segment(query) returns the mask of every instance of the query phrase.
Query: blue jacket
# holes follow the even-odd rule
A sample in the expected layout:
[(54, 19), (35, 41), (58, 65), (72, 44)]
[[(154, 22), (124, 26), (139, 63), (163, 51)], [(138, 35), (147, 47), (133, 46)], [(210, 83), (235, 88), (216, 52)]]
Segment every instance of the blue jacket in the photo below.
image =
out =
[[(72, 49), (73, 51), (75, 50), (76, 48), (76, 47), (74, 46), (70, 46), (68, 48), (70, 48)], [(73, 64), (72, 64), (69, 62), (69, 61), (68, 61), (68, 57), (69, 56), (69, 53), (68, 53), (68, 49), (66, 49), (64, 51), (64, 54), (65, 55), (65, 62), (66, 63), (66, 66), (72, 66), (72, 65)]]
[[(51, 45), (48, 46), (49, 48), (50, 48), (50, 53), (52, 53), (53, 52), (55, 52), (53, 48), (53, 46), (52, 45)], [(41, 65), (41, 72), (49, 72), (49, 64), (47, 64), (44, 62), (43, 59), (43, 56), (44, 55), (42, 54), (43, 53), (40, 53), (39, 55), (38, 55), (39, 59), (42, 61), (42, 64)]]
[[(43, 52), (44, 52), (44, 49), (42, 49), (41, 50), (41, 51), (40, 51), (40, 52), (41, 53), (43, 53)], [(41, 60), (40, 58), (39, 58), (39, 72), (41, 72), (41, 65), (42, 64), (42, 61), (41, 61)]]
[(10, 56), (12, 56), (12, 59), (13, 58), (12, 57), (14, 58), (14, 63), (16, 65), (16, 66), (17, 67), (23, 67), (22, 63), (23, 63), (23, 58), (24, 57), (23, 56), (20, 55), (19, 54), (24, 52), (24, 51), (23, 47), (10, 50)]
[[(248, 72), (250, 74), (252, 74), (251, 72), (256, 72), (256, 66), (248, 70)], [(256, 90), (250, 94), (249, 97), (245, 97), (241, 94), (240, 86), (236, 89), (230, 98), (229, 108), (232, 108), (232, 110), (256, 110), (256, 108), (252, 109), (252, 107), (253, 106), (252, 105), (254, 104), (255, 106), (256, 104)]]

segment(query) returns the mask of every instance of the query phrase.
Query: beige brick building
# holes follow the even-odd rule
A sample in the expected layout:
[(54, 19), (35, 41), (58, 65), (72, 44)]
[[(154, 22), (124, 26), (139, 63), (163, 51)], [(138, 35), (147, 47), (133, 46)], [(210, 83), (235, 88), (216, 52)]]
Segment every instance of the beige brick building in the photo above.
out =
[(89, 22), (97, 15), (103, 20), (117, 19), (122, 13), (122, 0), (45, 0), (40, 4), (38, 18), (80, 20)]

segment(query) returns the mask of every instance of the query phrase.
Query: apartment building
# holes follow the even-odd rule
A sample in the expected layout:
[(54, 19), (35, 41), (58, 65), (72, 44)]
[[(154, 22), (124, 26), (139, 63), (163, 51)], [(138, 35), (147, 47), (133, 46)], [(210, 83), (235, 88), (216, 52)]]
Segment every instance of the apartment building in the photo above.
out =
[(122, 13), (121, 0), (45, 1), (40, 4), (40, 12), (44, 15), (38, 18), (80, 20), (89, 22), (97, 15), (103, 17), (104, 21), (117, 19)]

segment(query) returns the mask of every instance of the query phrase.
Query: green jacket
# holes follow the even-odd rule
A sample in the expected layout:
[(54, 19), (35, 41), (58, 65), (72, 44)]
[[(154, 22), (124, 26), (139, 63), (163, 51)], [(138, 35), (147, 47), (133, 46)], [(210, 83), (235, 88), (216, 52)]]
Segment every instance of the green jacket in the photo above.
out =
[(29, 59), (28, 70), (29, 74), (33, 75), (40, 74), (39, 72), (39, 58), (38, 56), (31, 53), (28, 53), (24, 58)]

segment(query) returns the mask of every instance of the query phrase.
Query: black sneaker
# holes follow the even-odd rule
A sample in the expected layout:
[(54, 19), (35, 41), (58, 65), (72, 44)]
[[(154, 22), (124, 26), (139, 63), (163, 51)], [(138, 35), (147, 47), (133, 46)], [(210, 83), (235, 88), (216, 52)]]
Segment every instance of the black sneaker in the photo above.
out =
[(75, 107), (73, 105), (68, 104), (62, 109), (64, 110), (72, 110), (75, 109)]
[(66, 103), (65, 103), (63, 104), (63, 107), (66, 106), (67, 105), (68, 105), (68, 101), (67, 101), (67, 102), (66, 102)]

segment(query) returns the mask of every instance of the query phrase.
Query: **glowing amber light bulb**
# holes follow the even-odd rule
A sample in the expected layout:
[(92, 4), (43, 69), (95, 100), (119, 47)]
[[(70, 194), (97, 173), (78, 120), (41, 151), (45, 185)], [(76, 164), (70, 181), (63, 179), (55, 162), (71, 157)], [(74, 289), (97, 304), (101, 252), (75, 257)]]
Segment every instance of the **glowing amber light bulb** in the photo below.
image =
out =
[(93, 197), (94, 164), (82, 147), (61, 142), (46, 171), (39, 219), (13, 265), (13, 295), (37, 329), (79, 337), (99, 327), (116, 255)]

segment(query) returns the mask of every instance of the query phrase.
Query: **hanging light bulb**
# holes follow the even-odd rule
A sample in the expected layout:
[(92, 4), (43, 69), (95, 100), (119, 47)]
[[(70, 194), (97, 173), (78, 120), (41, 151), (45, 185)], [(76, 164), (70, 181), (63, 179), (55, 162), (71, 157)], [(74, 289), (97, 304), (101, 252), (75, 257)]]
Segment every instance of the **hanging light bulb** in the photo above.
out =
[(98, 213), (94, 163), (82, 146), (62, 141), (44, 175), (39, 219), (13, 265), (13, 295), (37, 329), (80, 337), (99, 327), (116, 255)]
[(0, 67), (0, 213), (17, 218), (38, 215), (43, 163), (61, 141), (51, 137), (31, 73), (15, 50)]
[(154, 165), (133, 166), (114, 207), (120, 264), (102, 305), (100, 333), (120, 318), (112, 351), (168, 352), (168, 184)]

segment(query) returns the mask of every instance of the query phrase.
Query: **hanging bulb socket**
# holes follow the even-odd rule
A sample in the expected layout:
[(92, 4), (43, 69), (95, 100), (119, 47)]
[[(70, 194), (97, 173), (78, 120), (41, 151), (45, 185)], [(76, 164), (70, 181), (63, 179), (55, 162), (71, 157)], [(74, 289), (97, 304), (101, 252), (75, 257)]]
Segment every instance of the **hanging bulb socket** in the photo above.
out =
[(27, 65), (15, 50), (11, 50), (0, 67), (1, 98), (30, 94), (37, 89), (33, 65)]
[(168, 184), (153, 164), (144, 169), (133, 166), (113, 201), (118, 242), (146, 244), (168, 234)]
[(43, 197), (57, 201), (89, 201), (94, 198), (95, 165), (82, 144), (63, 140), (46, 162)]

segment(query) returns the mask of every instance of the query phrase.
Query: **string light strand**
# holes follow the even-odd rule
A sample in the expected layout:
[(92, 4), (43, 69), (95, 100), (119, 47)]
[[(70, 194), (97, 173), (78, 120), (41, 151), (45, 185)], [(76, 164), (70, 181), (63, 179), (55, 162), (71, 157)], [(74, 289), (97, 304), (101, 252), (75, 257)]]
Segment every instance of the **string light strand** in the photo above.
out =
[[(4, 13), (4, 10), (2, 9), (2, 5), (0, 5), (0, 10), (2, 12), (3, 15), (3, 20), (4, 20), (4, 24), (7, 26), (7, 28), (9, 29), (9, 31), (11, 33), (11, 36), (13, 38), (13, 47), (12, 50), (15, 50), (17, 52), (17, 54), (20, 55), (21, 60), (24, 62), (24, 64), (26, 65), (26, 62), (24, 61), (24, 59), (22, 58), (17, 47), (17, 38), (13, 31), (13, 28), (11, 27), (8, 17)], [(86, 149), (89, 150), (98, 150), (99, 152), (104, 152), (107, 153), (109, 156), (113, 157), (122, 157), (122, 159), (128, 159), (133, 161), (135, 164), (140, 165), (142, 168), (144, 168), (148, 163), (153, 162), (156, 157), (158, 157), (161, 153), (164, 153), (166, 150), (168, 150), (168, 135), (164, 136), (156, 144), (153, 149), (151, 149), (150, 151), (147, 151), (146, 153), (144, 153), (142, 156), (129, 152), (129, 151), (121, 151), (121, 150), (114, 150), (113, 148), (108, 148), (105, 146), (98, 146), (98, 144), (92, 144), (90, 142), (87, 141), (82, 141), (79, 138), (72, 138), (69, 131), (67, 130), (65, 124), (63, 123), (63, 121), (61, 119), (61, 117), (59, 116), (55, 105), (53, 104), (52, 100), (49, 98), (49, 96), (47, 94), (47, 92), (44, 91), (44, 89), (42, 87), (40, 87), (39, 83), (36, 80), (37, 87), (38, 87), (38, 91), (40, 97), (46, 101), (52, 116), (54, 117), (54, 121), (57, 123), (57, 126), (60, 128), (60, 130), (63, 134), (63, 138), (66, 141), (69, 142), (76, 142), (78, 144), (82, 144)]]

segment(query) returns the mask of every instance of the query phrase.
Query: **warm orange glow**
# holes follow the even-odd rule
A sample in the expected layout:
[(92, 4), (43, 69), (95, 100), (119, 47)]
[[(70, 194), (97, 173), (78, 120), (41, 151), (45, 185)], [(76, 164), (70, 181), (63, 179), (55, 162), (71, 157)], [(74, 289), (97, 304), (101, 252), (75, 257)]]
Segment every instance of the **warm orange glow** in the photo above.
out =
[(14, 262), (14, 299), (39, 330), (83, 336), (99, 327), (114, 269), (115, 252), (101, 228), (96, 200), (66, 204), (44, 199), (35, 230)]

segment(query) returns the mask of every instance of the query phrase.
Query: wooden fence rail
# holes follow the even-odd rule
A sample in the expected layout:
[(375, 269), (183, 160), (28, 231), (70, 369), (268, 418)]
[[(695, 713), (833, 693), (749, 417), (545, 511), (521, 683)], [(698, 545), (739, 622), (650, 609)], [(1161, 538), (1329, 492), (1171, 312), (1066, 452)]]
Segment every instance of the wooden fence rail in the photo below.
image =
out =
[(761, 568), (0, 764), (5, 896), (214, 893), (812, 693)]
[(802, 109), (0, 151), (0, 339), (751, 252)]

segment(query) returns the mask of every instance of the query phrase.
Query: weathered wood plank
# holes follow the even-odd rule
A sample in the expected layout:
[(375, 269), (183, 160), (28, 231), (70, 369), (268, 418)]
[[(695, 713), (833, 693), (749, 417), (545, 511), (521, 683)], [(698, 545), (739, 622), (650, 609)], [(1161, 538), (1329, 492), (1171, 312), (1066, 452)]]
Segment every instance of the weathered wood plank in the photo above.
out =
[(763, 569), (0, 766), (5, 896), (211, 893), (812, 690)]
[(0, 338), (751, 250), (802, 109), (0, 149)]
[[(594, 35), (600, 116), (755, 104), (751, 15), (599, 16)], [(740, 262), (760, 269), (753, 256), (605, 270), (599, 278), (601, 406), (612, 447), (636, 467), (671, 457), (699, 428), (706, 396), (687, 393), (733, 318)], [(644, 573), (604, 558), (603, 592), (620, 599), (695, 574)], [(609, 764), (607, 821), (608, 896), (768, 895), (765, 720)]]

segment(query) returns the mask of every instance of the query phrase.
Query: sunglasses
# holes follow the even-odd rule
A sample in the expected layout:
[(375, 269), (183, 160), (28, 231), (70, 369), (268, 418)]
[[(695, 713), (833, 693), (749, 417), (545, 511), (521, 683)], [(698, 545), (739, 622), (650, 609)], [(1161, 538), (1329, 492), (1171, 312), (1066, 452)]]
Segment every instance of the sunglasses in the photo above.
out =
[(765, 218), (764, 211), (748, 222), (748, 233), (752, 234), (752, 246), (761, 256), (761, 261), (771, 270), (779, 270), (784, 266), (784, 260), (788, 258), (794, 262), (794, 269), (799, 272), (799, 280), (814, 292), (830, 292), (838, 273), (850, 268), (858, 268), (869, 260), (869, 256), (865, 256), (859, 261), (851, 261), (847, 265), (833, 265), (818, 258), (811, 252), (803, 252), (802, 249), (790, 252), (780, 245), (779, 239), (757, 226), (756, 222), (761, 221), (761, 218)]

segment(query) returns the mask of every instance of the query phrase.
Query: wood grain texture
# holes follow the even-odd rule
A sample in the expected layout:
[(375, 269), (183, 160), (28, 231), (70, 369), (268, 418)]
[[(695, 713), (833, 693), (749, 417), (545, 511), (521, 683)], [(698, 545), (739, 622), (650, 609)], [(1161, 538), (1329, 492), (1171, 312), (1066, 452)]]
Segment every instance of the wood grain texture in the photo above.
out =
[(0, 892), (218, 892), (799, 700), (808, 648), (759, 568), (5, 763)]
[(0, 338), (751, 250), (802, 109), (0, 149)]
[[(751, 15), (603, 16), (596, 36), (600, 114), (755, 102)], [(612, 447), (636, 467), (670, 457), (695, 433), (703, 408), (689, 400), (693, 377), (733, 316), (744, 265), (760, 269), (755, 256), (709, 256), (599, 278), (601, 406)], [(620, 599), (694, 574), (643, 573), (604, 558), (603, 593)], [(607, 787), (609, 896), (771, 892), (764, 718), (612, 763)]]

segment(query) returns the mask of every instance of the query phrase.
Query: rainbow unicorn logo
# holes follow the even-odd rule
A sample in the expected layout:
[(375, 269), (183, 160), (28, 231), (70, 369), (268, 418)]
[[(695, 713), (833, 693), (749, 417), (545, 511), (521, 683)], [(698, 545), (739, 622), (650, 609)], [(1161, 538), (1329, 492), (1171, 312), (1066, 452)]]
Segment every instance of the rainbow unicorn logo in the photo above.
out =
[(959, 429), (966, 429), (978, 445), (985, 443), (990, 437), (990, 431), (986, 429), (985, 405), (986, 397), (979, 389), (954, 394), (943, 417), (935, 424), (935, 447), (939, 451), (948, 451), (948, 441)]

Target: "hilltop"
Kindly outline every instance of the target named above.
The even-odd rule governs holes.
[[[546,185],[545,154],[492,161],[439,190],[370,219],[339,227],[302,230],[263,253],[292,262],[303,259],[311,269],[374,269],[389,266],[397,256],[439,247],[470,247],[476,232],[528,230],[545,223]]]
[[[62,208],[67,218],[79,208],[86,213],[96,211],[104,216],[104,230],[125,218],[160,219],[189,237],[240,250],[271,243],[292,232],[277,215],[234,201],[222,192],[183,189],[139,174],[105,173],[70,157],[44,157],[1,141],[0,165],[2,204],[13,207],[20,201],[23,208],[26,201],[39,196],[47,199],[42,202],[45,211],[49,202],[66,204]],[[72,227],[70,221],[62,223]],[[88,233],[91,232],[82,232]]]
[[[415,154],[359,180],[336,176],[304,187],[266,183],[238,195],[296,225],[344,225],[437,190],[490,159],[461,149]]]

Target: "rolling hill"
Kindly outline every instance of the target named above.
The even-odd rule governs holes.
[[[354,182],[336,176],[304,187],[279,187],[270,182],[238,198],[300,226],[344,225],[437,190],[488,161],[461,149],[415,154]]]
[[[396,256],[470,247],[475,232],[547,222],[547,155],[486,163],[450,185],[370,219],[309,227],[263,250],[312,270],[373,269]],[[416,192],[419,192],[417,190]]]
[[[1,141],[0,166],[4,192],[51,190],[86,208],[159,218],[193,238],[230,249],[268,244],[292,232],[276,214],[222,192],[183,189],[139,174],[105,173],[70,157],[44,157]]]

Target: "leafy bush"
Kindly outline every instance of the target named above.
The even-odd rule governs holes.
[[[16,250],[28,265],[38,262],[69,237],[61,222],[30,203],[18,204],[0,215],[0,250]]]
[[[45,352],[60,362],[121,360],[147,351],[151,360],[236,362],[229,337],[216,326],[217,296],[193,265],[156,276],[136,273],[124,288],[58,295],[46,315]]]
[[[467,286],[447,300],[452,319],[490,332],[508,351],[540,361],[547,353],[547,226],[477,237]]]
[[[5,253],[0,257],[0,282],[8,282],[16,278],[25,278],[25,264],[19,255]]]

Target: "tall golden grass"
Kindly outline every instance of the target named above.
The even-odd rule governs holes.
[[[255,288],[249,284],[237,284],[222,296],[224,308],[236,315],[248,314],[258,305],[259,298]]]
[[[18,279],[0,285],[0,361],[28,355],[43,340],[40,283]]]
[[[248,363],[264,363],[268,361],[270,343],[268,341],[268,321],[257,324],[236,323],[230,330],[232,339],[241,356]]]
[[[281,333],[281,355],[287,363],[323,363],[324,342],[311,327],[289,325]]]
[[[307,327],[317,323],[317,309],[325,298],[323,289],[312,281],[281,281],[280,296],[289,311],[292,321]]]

Directive
Collect every line of the listing above that contains the string "bulb" and copy each one in full.

Full output
Query: **glowing amber light bulb**
Segment every instance of the **glowing amber light bulb** in the photo below.
Query: **hanging light bulb**
Segment every instance of the **hanging light bulb** in the photo above.
Query: **hanging bulb socket**
Segment every instance of the **hanging bulb socket** in the photo above.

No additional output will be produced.